Entries provided:
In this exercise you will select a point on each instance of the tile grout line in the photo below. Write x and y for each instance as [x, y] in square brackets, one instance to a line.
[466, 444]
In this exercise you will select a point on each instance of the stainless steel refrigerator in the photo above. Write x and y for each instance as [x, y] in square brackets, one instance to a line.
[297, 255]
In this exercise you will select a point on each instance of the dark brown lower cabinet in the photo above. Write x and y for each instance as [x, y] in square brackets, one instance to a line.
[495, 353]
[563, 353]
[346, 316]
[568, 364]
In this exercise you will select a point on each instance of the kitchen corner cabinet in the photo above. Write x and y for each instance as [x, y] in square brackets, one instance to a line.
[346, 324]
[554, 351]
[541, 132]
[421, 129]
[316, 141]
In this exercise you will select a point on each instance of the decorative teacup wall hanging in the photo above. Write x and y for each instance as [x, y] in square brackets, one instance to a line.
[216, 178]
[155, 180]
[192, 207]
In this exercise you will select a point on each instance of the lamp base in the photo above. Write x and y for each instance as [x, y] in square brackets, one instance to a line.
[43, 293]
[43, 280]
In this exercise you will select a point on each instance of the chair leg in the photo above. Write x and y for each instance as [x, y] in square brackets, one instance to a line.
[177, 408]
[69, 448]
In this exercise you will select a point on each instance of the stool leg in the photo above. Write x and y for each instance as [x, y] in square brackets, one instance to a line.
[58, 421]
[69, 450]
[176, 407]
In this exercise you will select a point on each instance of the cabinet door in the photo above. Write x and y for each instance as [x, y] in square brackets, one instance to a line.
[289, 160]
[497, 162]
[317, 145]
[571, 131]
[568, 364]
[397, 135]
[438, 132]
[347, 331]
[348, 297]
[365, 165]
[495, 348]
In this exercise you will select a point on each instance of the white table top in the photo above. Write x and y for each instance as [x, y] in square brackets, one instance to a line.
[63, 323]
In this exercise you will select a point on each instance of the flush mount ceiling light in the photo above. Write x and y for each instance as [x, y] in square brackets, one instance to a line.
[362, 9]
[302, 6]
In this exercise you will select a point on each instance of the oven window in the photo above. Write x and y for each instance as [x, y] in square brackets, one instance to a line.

Task objective: Extract exactly the lines between the line containing "of the white" and the end of the data, including both.

Expected answer:
In this exercise you will select a point on each instance of the white table top in the photo above. Write x and y for each instance as [x, y] in square brackets, one instance to a line.
[63, 323]
In this exercise you will select a point on each instance of the flush mount ceiling light in the photo above. Write x and y for each instance as [x, y] in square brackets, one instance to a line.
[362, 9]
[302, 6]
In this exercise you will select a point on each instance of the oven window in the photo above. Write x and y for each instance as [x, y] in square brackets, one instance to a line.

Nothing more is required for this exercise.